[Stored data entries]
· · · ·
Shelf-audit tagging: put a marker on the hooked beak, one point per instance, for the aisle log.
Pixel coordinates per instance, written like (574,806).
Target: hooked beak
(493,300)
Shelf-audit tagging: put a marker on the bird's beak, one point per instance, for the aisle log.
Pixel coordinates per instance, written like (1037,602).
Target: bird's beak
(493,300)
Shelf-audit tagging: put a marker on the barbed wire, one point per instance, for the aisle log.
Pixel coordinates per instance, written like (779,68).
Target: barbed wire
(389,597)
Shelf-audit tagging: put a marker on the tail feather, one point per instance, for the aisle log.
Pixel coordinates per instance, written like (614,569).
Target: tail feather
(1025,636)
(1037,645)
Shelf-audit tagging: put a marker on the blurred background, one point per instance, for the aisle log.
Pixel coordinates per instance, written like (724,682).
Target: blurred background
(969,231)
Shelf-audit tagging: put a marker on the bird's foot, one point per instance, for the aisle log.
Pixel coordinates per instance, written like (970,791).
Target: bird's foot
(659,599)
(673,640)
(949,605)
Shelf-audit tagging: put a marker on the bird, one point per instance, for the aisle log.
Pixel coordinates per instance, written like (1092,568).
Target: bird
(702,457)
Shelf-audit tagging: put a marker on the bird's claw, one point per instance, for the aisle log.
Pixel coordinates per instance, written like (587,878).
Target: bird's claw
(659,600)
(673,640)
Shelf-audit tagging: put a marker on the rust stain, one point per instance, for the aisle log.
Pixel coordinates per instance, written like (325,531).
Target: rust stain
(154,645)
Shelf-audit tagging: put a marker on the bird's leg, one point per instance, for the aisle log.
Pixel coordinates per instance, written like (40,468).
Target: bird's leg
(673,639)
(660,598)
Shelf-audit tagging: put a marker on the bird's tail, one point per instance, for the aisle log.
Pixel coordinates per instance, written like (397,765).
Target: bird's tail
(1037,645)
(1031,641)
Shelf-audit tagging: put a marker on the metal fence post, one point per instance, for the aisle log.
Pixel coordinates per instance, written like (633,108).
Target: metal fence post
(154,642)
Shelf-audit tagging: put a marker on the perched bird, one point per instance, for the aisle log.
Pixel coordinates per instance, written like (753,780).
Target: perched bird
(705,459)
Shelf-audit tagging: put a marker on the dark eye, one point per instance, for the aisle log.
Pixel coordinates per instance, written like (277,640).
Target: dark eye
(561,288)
· · · ·
## What to do
In the answer, include exactly the lines from the line containing "Shelf-audit tagging: put a marker on the bird's leg, one" through the end of the data, and nothing else.

## Response area
Shelf-audit tagging: put a marker on the bird's leg, one point per instance, for the aisle log.
Pixel coordinates per instance, written like (40,468).
Target: bird's leg
(673,639)
(660,598)
Shelf-audit tagging: put a marker on the bird's tail, one point per instance, for the aisle log.
Pixel coordinates per instance, written like (397,765).
Target: bird's tail
(1037,645)
(1031,641)
Shelf-audit tagging: put a marker on the metal fence post, one point per instance, for the aisle log.
Pixel coordinates per instance, written like (633,108).
Target: metal fence post
(154,642)
Shelf-audit tagging: put a marker on the perched bird, one point per instance, for the aisle log.
Pixel coordinates per instance, written like (753,780).
Target: perched bird
(705,459)
Shelf-audit tagging: put a marker on the dark eye, one point per instance, for the aisle log.
Pixel coordinates per instance, written like (277,640).
Target: dark eye
(561,288)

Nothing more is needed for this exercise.